* TO DO
Please give everything from the start of the records below down to the line containing "315 304 L 313" again, switching "door handle" to "side mirror" and leaving all else unchanged.

* GIVEN DATA
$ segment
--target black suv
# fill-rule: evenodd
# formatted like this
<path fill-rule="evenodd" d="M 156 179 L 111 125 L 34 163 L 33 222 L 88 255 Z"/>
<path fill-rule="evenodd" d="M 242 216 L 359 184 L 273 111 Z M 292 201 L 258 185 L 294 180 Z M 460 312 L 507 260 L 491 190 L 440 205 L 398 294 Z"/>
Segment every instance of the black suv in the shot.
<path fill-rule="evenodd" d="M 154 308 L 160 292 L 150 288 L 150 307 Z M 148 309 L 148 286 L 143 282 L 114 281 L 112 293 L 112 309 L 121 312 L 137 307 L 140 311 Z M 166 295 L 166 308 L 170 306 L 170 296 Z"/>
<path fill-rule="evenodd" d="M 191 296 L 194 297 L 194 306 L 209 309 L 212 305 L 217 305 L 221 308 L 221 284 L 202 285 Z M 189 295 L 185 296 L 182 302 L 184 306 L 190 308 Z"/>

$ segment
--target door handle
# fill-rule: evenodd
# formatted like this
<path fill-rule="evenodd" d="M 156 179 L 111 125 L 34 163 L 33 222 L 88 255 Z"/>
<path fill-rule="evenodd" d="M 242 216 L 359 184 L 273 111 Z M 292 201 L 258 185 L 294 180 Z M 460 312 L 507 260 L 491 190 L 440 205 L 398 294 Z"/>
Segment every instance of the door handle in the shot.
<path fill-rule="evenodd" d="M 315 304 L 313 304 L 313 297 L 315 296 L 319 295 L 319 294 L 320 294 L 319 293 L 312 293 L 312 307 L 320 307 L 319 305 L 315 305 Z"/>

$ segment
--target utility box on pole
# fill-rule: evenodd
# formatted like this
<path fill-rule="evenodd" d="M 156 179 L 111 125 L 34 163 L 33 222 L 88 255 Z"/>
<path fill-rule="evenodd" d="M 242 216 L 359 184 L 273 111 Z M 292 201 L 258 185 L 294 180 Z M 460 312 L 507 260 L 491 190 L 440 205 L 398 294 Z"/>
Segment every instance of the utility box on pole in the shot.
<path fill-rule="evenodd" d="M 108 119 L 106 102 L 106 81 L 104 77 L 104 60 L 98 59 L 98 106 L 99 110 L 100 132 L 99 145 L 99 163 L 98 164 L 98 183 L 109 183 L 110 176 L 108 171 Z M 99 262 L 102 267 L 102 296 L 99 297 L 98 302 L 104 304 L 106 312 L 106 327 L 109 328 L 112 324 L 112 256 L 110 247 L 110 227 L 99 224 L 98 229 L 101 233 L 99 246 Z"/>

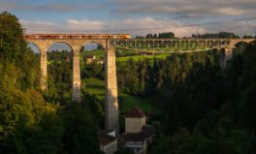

* FINAL RESULT
$ segment
--target black suv
# fill-rule: evenodd
# formatted like this
<path fill-rule="evenodd" d="M 156 179 L 111 125 L 34 163 L 33 222 L 88 255 Z"/>
<path fill-rule="evenodd" d="M 242 216 L 359 184 L 273 111 Z M 292 201 L 258 185 L 294 180 Z M 460 312 L 507 260 L 491 190 L 440 205 L 398 294 Z"/>
Segment every instance of the black suv in the shot.
<path fill-rule="evenodd" d="M 154 308 L 160 292 L 150 288 L 150 307 Z M 148 309 L 148 286 L 143 282 L 114 281 L 112 293 L 112 309 L 121 312 L 137 307 L 140 311 Z M 166 295 L 166 308 L 170 306 L 170 296 Z"/>
<path fill-rule="evenodd" d="M 191 296 L 194 297 L 194 306 L 209 309 L 212 305 L 217 305 L 221 308 L 221 284 L 202 285 Z M 189 295 L 185 296 L 182 302 L 184 306 L 190 308 Z"/>

$ segment
--target side mirror
# fill-rule: evenodd
# formatted like this
<path fill-rule="evenodd" d="M 156 179 L 111 125 L 34 163 L 33 222 L 88 255 Z"/>
<path fill-rule="evenodd" d="M 242 216 L 359 184 L 273 111 Z M 292 201 L 258 185 L 294 180 Z M 460 312 L 507 260 L 491 190 L 440 205 L 398 294 Z"/>
Segment every instance of the side mirror in the shot.
<path fill-rule="evenodd" d="M 315 304 L 313 304 L 313 297 L 315 296 L 319 295 L 319 294 L 320 294 L 319 293 L 312 293 L 312 307 L 320 307 L 319 305 L 315 305 Z"/>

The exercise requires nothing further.